▶ **Work to complete**
Will you give every entry again exactly as it stands?

▶ **Record excerpts**
------------------------------------

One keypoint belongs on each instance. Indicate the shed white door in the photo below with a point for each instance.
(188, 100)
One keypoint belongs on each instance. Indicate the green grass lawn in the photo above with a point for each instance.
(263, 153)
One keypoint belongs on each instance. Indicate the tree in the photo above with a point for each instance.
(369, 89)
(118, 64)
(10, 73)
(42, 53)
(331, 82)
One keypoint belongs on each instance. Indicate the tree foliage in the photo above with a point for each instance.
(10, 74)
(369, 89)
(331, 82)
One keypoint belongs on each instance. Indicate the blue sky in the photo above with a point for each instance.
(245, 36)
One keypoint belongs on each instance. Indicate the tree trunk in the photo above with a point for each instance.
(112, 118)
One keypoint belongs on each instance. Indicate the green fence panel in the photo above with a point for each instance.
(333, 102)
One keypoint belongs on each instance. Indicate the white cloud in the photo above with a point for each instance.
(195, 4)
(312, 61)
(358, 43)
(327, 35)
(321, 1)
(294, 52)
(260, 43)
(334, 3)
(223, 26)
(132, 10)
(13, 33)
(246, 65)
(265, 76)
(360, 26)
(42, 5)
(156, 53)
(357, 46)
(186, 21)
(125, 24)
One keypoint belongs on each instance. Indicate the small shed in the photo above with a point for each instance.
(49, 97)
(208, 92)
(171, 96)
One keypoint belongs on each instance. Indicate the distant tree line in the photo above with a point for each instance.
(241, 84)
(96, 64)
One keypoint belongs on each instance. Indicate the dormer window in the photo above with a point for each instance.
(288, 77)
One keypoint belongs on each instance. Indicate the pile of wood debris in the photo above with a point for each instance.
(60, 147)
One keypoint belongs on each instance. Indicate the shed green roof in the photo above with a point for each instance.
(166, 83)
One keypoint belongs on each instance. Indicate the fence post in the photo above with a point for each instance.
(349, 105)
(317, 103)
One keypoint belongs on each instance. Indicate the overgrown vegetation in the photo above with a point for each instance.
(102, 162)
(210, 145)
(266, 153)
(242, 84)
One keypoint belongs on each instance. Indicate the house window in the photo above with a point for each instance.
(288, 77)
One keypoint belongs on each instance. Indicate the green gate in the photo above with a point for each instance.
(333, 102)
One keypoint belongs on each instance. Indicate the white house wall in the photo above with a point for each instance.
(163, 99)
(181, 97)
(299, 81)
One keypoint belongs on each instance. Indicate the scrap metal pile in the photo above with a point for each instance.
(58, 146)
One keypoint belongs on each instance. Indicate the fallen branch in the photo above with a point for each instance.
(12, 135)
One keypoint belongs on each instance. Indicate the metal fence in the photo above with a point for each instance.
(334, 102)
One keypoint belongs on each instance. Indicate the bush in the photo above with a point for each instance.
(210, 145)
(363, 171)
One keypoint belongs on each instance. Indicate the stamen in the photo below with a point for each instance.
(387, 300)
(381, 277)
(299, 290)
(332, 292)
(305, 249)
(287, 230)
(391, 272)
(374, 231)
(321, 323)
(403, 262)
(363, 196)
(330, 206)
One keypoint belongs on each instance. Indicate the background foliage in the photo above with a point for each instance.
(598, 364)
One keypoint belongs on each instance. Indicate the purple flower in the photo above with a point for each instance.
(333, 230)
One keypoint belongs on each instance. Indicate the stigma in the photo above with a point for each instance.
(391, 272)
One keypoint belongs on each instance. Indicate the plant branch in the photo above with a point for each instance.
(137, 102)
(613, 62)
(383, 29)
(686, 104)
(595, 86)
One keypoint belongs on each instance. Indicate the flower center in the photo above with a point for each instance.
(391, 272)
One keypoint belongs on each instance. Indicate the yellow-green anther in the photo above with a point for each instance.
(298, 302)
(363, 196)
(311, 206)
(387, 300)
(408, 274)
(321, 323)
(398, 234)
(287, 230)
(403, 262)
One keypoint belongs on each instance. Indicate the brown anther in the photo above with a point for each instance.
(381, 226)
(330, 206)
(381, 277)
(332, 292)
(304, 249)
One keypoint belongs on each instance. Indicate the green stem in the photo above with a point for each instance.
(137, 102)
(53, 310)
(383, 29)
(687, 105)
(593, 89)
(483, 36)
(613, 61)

------------------------------------

▶ **Written response**
One keypoint belongs on each instance. Indicate the shed white door in the photo below with a point for each instance.
(188, 100)
One keypoint belongs on each instance. Indicate the green grass lawn in the photo above with a point for each instance.
(263, 153)
One keypoint belongs on each instance. Indicate the tree in the photo above with a point for each instance.
(369, 89)
(118, 64)
(10, 73)
(42, 53)
(331, 82)
One keypoint belongs on each instance. Indicate the tree foliage in the photo above with a point for each instance.
(10, 74)
(369, 89)
(331, 82)
One keypoint belongs on each instance. Indicate the blue sky in the photo above with a point for each instance.
(245, 36)
One keypoint belongs on each instance. Indicate the tree trunk in the photo above with a point for each instance.
(112, 118)
One keypoint belongs on each instance. Indicate the green fence panel in the photo above with a point for each instance.
(333, 102)
One keypoint belongs on each instance. Indicate the white cloud in the photo above with a point for each instance.
(195, 4)
(312, 61)
(358, 43)
(327, 35)
(321, 1)
(294, 52)
(260, 43)
(334, 3)
(223, 26)
(132, 10)
(13, 33)
(246, 65)
(265, 76)
(360, 26)
(42, 5)
(156, 53)
(357, 46)
(186, 21)
(125, 24)
One keypoint belongs on each instance. Indicate the small shed in the photo above with a point for each instance.
(49, 97)
(208, 92)
(171, 96)
One keypoint belongs on each instance. Indicate the distant tree line in the photo above with a point for each instance.
(241, 84)
(96, 64)
One keypoint belongs on each instance. Indicate the dormer window in the photo above with a point for each instance.
(288, 77)
One keypoint belongs on each instance. Indicate the pile of wood debris in the photo above with a point for each instance.
(60, 147)
One keypoint belongs on each instance. Indicate the shed green roof in the photo above with a point for each instance.
(166, 83)
One keypoint belongs on each instance. Indicate the fence post in the photo above with a point for each instance.
(349, 105)
(317, 103)
One keypoint belongs on each instance. Indicate the overgrown vegetation in the photo above with a point for each instance.
(102, 162)
(210, 145)
(266, 153)
(242, 84)
One keypoint belongs on each instance. Indicate the house window in the photo above with a point for each instance.
(288, 77)
One keypoint belongs on each instance. Indicate the green gate in the photo above with a point for each instance.
(333, 102)
One keypoint belongs on each instance. Indicate the white house wall in the photo above with a point for each instance.
(163, 99)
(181, 97)
(299, 81)
One keypoint belongs on each instance. Indicate the scrap metal pile in the photo above with a point for each instance.
(58, 146)
One keypoint belongs on each instance. Indicate the fallen branch in the photo above with a point for each instance.
(12, 135)
One keypoint belongs on each instance. Indicate the metal fence in the photo above with a point for each instance.
(334, 102)
One keypoint belongs on each instance. Indicate the bush in the photo above with a point for each instance.
(210, 145)
(363, 171)
One keypoint belongs on each instance. Indicate the stamen in the photo below with a point for each instance.
(387, 300)
(381, 277)
(299, 290)
(332, 292)
(305, 249)
(287, 230)
(391, 272)
(374, 231)
(321, 323)
(403, 262)
(363, 196)
(330, 206)
One keypoint belongs on each instance. Indicate the background foliage in the photo above with a point for each instance.
(598, 364)
One keypoint belongs on each instance. Indicate the purple flower in the photo above with a point for each instance.
(333, 230)
One keypoint belongs on each instance. Indicate the stigma in the photo above with a point for each instance.
(391, 272)
One keypoint belongs on each instance. Indicate the plant branch in the photo above with a point for each instance.
(137, 102)
(613, 62)
(383, 29)
(686, 104)
(595, 86)
One keypoint belongs on each instance. Indicate the flower center in the photo above with a point for each instance.
(391, 272)
One keypoint belongs on each instance. Indicate the yellow-green anther in the photo above with a point for each instance.
(298, 302)
(363, 196)
(311, 206)
(387, 300)
(408, 274)
(321, 323)
(398, 234)
(287, 230)
(403, 262)
One keypoint belongs on each instance. Indicate the brown anther in the photo above with a point for each instance.
(381, 226)
(330, 206)
(381, 277)
(332, 292)
(304, 249)
One keypoint belongs on each instance. Indicate the green stem in the photo above with a point for each instance.
(137, 102)
(53, 310)
(383, 29)
(687, 105)
(593, 89)
(483, 36)
(613, 61)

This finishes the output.